_Task instructions_.
1 - Answer these questions about the article on Cards for All People:
(a) Which actor and comedian hosts the BET show?
(b) What sales figure has the company reached?
(c) What city is co-founder Latesha Williams from?
2 - Continue the article about Jay Bobo's card game company from where it stops.

_Provided text_.

** BEGIN **

Cards for All People has gone from a social media curiosity to inspiring a weekly game show on BET.

Columbus entrepreneur Jay Bobo is playing his cards right.

In less than three years, the CoverMyMeds software engineer has gone from creating a card game to running a nationally televised game show based on the concept. Bobo's Black Card Revoked game, a witty celebration of African-American culture, has been turned into a show on Black Entertainment Television, hosted by actor and comedian Tony Rock.

He and co-founder Latesha Williams, of New York City, have grown their company, Cards For All People, to $2 million in sales, thanks to television royalties and the popularity of new card games such as Gay Card Revoked and Nerd Card Revoked. Each game follows the same template: Players use multiple choice answer cards to respond to questions about a specific community, from pop culture to history and politics.

“Play-testing went crazy,” Bobo recalls. “It's absolutely hilarious. People yelling, shouting, ‘What do you mean, this movie is better than this movie! This thing is better!' ”

** END **

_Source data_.

** BEGIN **

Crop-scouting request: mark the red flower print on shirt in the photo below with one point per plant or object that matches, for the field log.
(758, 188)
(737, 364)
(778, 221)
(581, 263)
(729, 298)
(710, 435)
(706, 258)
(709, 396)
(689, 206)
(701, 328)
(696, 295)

** END **
** BEGIN **

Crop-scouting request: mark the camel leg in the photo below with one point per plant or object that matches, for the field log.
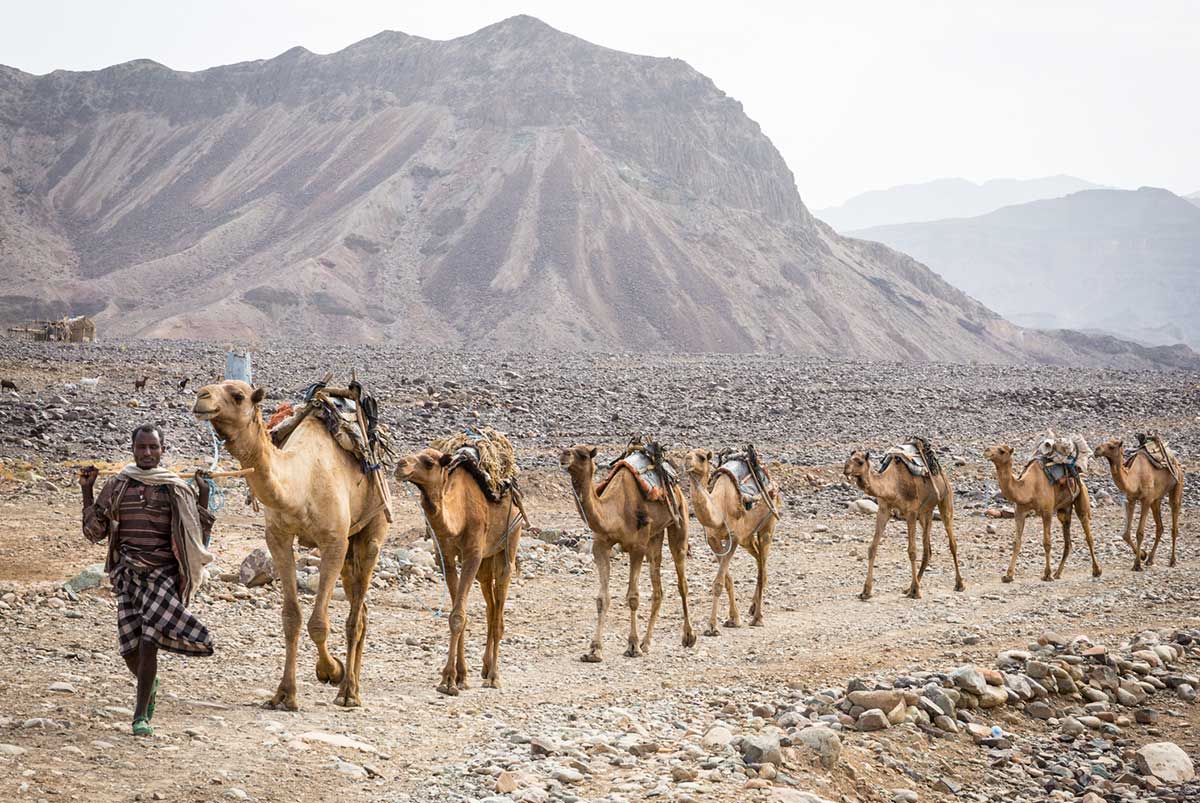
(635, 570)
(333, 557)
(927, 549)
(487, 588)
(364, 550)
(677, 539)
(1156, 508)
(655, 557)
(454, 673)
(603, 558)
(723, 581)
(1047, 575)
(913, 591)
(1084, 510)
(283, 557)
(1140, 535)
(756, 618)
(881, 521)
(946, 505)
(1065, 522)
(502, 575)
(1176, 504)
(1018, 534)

** END **

_Expected results_.
1 -
(a) Tony Rock
(b) $2 million
(c) New York City

2 -
Bobo says BET and parent Viacom are proving to be perfect partners to expand the brand's reach. Viacom, where Williams used to work, understands the Cards For All People vision and how it caters to underrepresented populations, he says. The show, which debuted on Jan. 10 and is broadcast Thursdays at 10 p.m., has been well-received so far.

“I absolutely love working with them,” Bobo says. “I think they get the audience. They get the content for that particular game.”

For Cards For All People, the addition of TV content was always in the cards. Bobo and Williams met while she was working for LeBron James' marketing agency, LRMR Marketing, and Bobo was helping with digital content in a consulting role. Even before coming up with and launching their card game, the friends agreed any consumer product would benefit from being on a TV show.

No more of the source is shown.